--- Trecho do texto ---

Você acha que o resultado ficou ligeiramente mais interessante/semelhante ao português? Perceba que essa semelhança vai se dar em um nível ortográfico apenas, já que estamos lidando com a distribuição dos caracteres de um texto de língua portuguesa. Podemos melhorar a semelhança aumentando a memória para, ao invés do último caractere, os dois últimos, por exemplo. Mas especificamente o processo estocástico que envolve apenas a memória do úlitmo evento é denominado Cadeia de Markov e o que acabamos de fazer é um gerador de sequências de caracteres baseado em uma Cadeia de Markov.
Esse tipo de gerador torna-se surpreendente quando, ao invés de sequências de caracteres, começamos a utilizar sequências de palavras. Veremos isso adiante.
Vamos retomar nosso corpus e, ao invés de extrair uma sequência de caracteres, vamos extrair as palavras. Para fazer isso, precisamos criar um algoritmo que separe as palavras com a função strsplit
. Também vamos usar as funções gsub
e setdiff
para fazer algumas limpezas no corpus. Abaixo temos uma forma (não das mais elegantes) de obter um vetor de palavras:
# Substituir sinais de quebra de linha por " "
corpus.novo <- gsub("\n"," ",corpus)
# Substituir sinais de pontuação por ""
corpus.novo <- gsub("[.,;:!?]","",corpus.novo)
# Obter o vetor de palavras
pal <- strsplit(corpus.novo," ")[[1]]
# Excluir strings vazias do vetor
pal <- setdiff(pal, "")
# 100 primeiras palavras
pal[1:100]
## [1] "Houve" "uma" "vez" "um" "camponês"
## [6] "que" "tinha" "filho" "do" "tamanho"
## [11] "de" "polegar" "mas" "ao" "chegar"
## [16] "à" "adolescência" "não" "crescido" "nem"
## [21] "linha" "mais" "Certa" "em" "o"
## [26] "se" "dispunha" "a" "sair" "para"
## [31] "campo" "e" "arar" "terra" "pimpolho"
## [36] "chegou-se" "ele" "disse" "-" "Pai"
## [41] "leva-me" "contigo" "Queres" "ir" "perguntou"
## [46] "pai" "é" "melhor" "ficares" "aqui"
## [51] "lá" "ajudas" "nada" "além" "disso"
## [56] "poderias" "perder-te" "Polegarzinho" "então" "pôs-se"
## [61] "chorar" "Para" "amolasse" "meteu-o" "no"
## [66] "bolso" "levou-o" "consigo" "Chegando" "tirou"
## [71] "pequeno" "acomodou-o" "num" "sulco" "recém-aberto"
## [76] "deixando-o" "sentado" "nisso" "veio" "descendo"
## [81] "da" "montanha" "enorme" "gigante" "apontando-o"
## [86] "menino" "pondo-lhe" "medo" "ficasse" "quietinho"

---

- O que fazer -
Escreva a continuação do tutorial sobre geração de texto com Cadeia de Markov, começando logo após a última linha mostrada acima.

--- Dados fornecidos ---

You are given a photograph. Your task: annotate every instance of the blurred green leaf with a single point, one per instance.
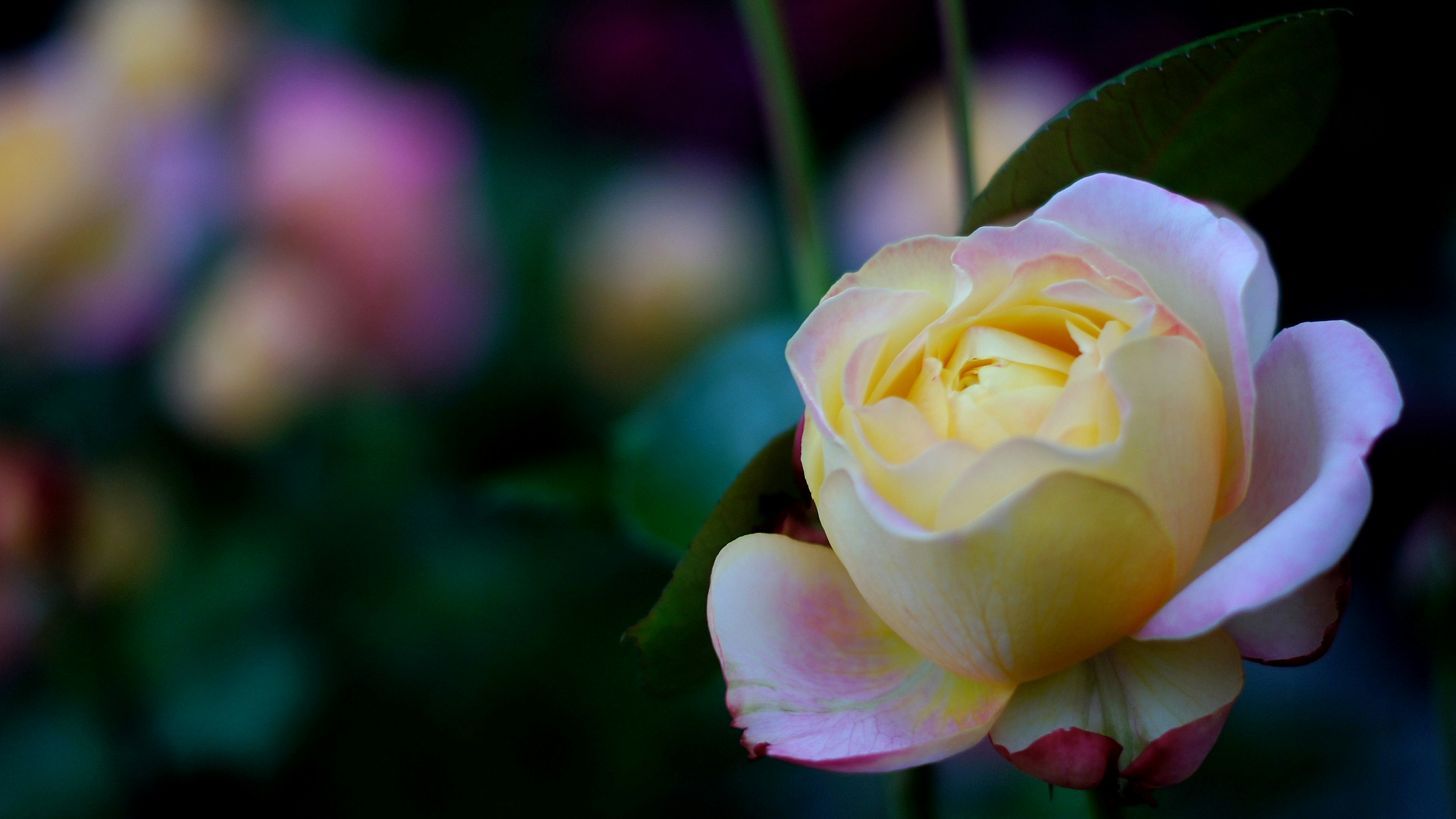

---

- Resposta escrita -
## [91] "Estás" "vendo" "aquele" "monstro" "Ele"
## [96] "vem" "buscar-te" "Com" "as" "longas"
Vamos agora criar nossa tabela de palavras bigramas (palavra e sua palavra vizinha):
tabela <- data.frame(cbind(pal[1:length(pal)-1],pal[2:length(pal)]))
colnames(tabela) <- c("i","j")
tabela[1:10,]
## i j
## 1 Houve uma
## 2 uma vez
## 3 vez um
## 4 um camponês
## 5 camponês que
## 6 que tinha
## 7 tinha filho
## 8 filho do
## 9 do tamanho
## 10 tamanho de
Agora vamos recriar a função que gera um texto a partir de nossa tabela:
gerar.texto <- function(n) {
# Escolher aleatoriamente uma linha da tabela:
l <- sample(c(1:nrow(tabela)),1)
# Capturar o elemento e seguinte:
e <- tabela$j[l]
# Criar string
s <- ""
# Repetir n vezes
for (i in 1:n) {
# Anotar na string o elemento e:
s <- paste(s,e,sep=" ")
# Escolher, aleatoriamente uma linha que tenha o elemento e
# na primeira coluna e capturar o elemento seguinte
e <- sample(tabela[tabela$i==e,2],1)
}
# Retornar a string
s
}
# Chamar a função com 100 caracteres
gerar.texto(100)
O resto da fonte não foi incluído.